Saved entries:
━━━━━━━━━━━━━━━━

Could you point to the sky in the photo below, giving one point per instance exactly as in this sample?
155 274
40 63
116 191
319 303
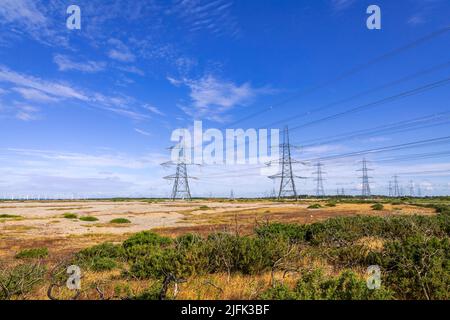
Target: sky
90 112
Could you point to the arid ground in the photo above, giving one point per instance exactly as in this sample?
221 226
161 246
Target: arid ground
31 224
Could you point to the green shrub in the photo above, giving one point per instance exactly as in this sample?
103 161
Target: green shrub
313 285
20 280
417 267
9 216
88 218
146 238
120 220
377 206
70 216
279 292
33 253
104 250
102 264
294 232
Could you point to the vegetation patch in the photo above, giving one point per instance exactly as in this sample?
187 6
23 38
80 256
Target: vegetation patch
120 220
70 216
34 253
88 218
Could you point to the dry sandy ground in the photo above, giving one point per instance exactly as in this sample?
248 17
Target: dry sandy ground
42 223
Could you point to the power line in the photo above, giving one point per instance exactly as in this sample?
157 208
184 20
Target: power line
350 72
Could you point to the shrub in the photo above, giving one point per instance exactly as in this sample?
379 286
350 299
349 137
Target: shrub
33 253
88 218
9 216
102 264
279 292
104 250
20 280
313 285
377 206
294 232
70 216
120 220
417 267
146 238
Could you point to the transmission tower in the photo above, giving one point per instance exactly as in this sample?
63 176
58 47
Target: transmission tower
287 184
319 179
396 191
411 188
365 179
180 189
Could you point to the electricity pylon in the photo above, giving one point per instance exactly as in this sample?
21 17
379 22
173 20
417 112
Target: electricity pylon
396 191
365 179
319 180
180 188
287 184
411 188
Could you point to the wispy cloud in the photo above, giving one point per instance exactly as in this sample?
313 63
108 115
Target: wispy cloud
143 132
39 90
120 51
154 110
211 97
339 5
67 64
214 17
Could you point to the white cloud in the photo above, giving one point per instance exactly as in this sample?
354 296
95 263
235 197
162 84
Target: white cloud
120 51
35 95
212 97
342 4
154 110
36 89
50 88
144 133
26 113
66 64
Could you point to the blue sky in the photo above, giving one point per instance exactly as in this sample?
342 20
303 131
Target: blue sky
90 112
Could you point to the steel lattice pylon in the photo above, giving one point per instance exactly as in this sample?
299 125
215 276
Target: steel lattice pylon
287 183
180 189
365 179
319 180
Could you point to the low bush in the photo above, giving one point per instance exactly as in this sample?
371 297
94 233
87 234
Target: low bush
120 220
33 253
70 216
313 285
88 218
20 280
377 207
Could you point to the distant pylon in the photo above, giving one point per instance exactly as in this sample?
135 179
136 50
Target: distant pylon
396 190
180 189
287 184
365 179
411 188
319 179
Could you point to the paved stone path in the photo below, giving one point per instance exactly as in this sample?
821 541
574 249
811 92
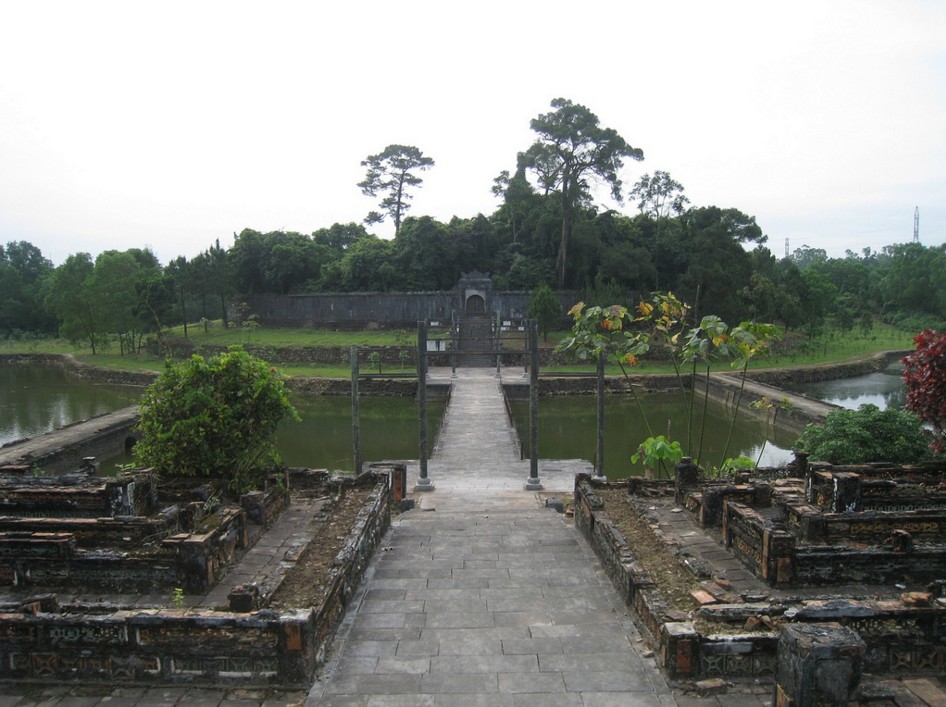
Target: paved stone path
481 596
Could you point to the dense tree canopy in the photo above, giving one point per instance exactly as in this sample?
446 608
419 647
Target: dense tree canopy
573 150
545 229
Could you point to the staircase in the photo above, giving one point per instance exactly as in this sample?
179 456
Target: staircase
476 343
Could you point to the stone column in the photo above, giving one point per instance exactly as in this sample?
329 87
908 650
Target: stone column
818 664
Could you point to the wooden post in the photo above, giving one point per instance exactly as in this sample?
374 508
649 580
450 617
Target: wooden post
423 481
355 412
599 457
533 483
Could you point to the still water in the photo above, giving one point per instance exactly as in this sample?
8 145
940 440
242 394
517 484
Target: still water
37 399
567 431
884 389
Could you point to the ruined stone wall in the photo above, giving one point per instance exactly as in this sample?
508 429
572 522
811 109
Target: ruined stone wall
357 310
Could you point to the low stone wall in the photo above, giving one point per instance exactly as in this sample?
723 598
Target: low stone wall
905 637
787 377
683 651
43 642
77 495
165 645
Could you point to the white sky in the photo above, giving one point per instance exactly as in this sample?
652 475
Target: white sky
170 125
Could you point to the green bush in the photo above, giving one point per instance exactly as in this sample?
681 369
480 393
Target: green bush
214 417
865 435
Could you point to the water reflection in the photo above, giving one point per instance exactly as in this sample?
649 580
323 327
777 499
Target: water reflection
884 389
567 430
37 399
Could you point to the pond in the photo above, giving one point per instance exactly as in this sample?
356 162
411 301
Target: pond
884 389
567 430
38 399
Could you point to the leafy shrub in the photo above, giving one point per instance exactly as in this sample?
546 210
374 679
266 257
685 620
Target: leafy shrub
867 434
924 374
214 417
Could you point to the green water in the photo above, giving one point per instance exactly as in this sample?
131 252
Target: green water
567 430
37 399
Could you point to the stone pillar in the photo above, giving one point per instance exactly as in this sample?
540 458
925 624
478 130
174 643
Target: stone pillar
533 483
423 480
818 664
599 461
847 492
680 649
687 477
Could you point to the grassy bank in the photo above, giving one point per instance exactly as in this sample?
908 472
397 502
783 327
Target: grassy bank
830 348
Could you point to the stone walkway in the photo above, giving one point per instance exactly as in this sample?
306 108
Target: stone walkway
481 596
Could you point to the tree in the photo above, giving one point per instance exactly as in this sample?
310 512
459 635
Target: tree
214 417
390 173
660 195
70 299
112 290
573 150
545 309
924 374
23 270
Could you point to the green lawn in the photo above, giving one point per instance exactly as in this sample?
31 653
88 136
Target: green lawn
824 350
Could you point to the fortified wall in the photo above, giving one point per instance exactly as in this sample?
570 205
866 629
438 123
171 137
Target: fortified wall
473 296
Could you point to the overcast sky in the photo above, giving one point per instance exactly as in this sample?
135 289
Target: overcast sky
171 125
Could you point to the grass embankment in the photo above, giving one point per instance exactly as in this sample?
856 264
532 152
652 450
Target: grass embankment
830 348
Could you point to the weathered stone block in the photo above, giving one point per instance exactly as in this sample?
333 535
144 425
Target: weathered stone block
818 664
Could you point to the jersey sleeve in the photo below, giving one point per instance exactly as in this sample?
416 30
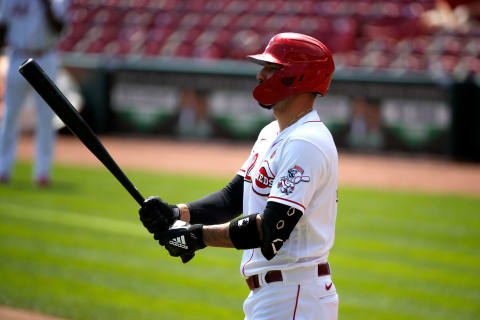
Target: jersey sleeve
300 172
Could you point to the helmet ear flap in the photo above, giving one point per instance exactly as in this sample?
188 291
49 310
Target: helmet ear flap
288 81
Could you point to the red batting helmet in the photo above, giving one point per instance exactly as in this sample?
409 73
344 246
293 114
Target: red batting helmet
307 66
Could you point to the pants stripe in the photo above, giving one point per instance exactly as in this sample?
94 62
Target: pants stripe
296 303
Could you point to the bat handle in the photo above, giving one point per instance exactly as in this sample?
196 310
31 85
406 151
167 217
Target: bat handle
187 257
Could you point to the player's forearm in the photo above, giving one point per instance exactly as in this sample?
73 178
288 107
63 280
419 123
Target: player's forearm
219 235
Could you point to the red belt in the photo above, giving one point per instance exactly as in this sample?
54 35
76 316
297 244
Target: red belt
276 275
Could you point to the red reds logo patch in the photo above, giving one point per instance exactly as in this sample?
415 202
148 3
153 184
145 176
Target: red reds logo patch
294 176
263 180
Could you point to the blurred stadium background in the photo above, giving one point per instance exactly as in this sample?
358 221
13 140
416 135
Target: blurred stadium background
407 77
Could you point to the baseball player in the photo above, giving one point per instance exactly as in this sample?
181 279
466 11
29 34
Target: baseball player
286 190
31 29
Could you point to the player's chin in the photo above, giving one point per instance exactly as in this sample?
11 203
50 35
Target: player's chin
266 106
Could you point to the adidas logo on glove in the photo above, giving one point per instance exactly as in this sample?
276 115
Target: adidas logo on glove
179 242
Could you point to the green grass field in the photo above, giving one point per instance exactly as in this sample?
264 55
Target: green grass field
78 251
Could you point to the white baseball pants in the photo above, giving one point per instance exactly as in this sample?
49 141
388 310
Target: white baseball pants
316 299
16 90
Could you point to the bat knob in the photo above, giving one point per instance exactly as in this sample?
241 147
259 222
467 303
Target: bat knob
187 257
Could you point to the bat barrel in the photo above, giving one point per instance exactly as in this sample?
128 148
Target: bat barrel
55 99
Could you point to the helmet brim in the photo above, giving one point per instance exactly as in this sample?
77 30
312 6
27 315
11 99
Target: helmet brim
264 58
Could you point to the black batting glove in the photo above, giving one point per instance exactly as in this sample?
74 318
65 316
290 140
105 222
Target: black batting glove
157 215
182 240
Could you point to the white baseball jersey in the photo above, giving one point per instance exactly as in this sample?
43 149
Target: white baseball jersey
297 167
27 29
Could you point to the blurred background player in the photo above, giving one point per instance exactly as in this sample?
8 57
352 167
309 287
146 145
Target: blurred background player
30 29
286 190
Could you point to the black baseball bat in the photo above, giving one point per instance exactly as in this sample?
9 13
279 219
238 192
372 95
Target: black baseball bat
55 99
49 92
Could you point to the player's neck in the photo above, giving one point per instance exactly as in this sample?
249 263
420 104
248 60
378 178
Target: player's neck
289 111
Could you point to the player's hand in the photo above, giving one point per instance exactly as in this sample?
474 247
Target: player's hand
157 215
182 240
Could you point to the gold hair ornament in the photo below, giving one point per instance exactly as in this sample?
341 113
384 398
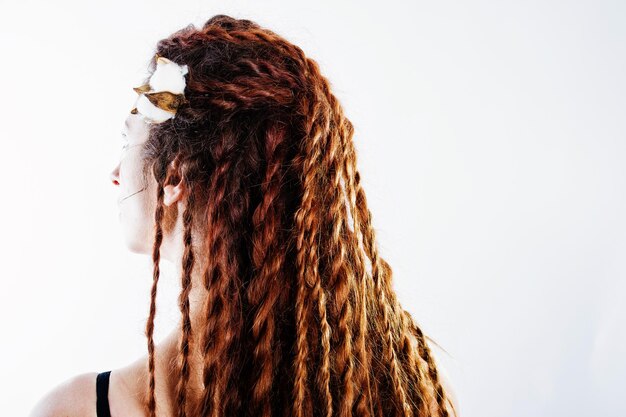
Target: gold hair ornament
163 94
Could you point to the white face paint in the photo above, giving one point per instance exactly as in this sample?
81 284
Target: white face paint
137 200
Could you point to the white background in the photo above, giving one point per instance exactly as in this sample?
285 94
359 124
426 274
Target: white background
491 139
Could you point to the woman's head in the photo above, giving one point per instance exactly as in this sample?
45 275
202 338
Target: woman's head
258 169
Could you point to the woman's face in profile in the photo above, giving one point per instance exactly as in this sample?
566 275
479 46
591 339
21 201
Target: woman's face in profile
136 201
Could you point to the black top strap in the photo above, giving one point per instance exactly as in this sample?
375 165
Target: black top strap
102 394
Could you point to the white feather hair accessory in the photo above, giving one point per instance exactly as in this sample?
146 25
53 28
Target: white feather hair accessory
163 94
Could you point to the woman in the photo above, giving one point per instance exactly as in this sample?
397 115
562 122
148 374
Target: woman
239 167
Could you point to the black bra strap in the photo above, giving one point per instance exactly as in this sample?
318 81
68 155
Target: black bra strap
102 394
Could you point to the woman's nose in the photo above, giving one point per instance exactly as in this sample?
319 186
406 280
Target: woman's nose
115 175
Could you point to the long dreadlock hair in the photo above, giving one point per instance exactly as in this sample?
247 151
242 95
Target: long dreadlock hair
300 318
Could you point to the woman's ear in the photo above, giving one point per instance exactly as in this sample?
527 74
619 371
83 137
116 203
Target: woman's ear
173 193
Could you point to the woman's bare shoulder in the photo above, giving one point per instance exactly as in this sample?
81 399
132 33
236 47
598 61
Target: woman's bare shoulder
73 397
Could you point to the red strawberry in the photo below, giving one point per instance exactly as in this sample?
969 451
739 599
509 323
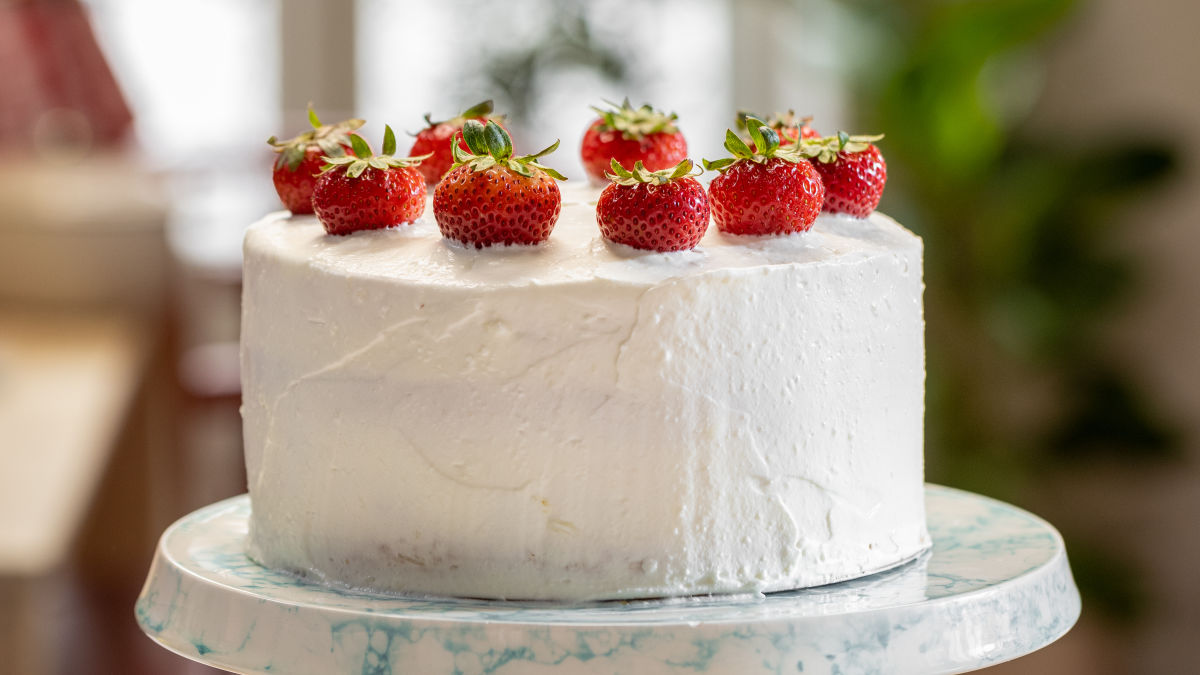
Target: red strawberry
300 159
629 135
775 191
663 210
853 173
435 139
369 191
491 197
789 126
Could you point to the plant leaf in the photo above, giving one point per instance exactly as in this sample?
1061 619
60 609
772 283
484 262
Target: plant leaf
389 141
498 142
736 145
361 148
473 133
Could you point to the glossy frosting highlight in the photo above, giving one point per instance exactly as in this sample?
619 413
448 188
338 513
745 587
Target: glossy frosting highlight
580 419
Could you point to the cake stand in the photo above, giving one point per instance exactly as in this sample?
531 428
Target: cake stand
996 585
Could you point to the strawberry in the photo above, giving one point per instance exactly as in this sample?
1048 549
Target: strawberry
369 191
771 191
789 126
435 139
491 197
852 169
300 159
661 210
629 135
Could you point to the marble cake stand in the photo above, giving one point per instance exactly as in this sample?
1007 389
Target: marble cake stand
995 586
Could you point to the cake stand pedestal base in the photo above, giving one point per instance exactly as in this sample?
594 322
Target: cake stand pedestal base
995 586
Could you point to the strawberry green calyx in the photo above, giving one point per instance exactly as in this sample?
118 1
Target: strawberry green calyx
329 138
621 175
481 109
827 149
366 159
636 123
766 142
778 121
490 145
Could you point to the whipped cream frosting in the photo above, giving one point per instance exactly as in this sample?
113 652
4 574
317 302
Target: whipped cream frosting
580 419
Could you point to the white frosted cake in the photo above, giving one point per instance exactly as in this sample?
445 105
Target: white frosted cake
583 420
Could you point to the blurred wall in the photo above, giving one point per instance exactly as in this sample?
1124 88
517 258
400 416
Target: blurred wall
1131 69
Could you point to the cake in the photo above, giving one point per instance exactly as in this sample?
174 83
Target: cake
582 420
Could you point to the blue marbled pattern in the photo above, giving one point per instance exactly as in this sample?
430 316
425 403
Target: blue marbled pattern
995 586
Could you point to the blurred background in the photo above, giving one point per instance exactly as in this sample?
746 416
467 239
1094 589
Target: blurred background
1043 148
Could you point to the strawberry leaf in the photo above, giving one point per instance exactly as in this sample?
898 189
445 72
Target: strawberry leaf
499 144
477 141
621 175
720 165
360 147
736 145
389 141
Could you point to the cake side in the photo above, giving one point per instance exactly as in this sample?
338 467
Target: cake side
579 422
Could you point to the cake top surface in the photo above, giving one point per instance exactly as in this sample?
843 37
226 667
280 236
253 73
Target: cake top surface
575 251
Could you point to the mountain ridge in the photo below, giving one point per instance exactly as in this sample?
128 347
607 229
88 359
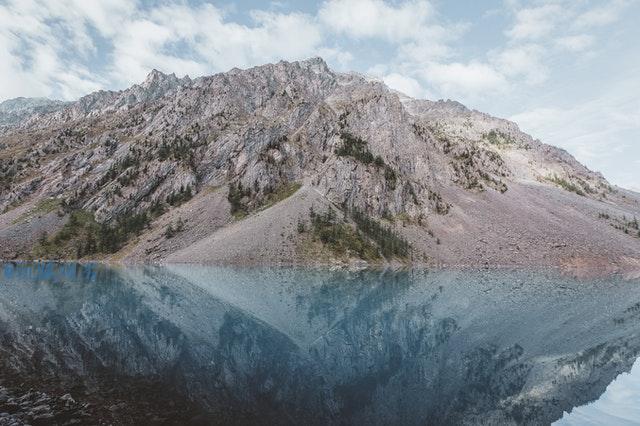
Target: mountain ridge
206 154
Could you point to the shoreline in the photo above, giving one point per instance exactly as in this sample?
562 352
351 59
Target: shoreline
627 270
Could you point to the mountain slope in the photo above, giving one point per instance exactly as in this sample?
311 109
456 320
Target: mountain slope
207 169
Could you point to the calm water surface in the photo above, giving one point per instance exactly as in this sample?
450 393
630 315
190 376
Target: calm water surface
203 345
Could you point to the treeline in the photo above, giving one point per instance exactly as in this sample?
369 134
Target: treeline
357 149
390 242
341 237
82 235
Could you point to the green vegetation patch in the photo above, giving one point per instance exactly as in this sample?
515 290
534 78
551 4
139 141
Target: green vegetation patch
627 225
82 236
357 149
498 138
369 239
245 201
340 237
566 185
43 207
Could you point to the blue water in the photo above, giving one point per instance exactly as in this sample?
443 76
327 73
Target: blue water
314 346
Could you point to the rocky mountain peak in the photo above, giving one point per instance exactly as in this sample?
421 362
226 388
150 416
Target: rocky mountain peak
239 145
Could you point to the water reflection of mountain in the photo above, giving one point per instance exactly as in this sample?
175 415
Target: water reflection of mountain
299 346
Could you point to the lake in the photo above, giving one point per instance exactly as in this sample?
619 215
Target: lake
185 344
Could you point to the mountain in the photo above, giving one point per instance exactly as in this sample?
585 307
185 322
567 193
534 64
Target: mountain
295 163
14 111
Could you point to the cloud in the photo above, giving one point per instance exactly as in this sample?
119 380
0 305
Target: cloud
526 60
66 48
599 130
407 85
600 16
535 23
575 43
465 79
376 18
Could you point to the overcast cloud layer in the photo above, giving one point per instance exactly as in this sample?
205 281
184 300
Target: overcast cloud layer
565 71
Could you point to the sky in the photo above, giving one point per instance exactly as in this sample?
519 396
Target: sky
567 71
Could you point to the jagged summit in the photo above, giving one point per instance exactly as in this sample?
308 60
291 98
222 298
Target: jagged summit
228 168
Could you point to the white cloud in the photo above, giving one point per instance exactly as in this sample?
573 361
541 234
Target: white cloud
575 43
376 18
465 79
535 23
525 61
600 16
598 131
407 85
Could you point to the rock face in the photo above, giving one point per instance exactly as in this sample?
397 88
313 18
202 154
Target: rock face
206 165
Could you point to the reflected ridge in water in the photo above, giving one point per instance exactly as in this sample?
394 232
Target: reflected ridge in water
292 346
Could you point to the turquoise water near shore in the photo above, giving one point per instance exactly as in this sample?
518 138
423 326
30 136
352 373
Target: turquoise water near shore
316 346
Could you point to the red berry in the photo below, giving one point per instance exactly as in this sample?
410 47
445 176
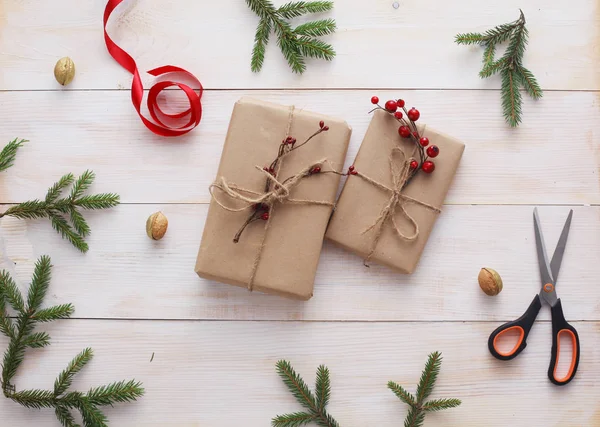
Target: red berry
391 106
428 167
404 132
413 114
433 151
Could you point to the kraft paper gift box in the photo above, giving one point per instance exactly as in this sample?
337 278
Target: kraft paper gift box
361 202
281 257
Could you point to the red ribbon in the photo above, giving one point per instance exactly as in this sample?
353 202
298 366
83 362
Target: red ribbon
137 89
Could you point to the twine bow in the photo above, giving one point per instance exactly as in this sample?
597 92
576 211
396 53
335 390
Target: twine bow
400 170
279 193
276 193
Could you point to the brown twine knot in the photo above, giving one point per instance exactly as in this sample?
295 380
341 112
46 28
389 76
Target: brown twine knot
401 173
279 193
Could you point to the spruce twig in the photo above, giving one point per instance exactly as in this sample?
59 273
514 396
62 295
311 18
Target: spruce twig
298 43
514 75
20 332
65 213
418 408
315 404
9 153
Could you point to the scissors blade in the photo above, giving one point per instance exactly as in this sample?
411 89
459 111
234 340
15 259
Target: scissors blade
560 248
545 272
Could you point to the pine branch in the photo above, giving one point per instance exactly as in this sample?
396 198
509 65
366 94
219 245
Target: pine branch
39 284
295 44
64 416
320 28
261 39
429 377
63 311
298 8
11 292
510 66
315 406
62 210
322 387
37 340
292 420
65 378
511 97
9 153
22 336
440 404
417 405
529 82
402 394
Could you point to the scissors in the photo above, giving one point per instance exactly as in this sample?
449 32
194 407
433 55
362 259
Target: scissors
560 327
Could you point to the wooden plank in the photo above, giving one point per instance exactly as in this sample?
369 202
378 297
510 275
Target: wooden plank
377 45
200 366
127 275
550 159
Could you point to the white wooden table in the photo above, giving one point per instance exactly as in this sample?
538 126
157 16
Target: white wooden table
215 346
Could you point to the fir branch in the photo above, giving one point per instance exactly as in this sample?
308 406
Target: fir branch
63 311
320 28
417 405
510 66
64 417
298 8
315 406
57 210
295 44
292 420
402 394
9 153
11 293
39 284
511 97
322 387
22 336
37 340
65 378
440 404
261 39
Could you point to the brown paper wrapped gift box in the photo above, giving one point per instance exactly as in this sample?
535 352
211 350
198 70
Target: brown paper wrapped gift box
361 203
293 242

━━━━━━━━━━━━━━━━

[EXERCISE DIRECTIONS]:
Copy exactly the lines from the one containing "Could you point to the pine" through the last line of the records, both included, and nothing else.

[SOLUTION FOR THIS PROBLEM]:
Could you point to the pine branch in the photo above, giving one point per instance exactly as in this sample?
396 198
509 65
366 94
219 245
Target: pine branch
39 284
295 44
64 416
320 28
261 39
429 377
63 311
298 8
11 292
510 66
315 406
62 210
322 387
37 340
292 420
65 378
511 97
9 153
22 336
440 404
417 405
529 82
402 394
Could you point to the scissors in the photo above, giving one point per instance exactly as in this sample?
449 32
194 407
433 55
362 259
Target: scissors
560 327
Could you point to the wooden plank in the photo above, giving one point per instance exactly as in this sample?
369 202
378 297
510 275
Target: wooden plank
377 45
200 366
127 275
550 159
Could you point to the white wooden table in the photo above, giving one point per instance exactly as in this sample?
538 126
157 16
Target: white wooden table
215 346
Could you point to the fir branch in the photo above, giving one point per instance exactly as in this sample?
308 406
Target: fir branch
63 311
320 28
417 405
510 66
64 417
298 8
315 406
57 210
295 44
292 420
402 394
9 153
11 293
39 284
511 97
322 387
22 336
37 340
65 378
440 404
261 39
Could you point to the brown paper wrapped gift box in the photo above, giving one point per instance exactly as in this sample?
535 352
211 350
198 70
Target: brown paper wrapped gift box
361 203
293 242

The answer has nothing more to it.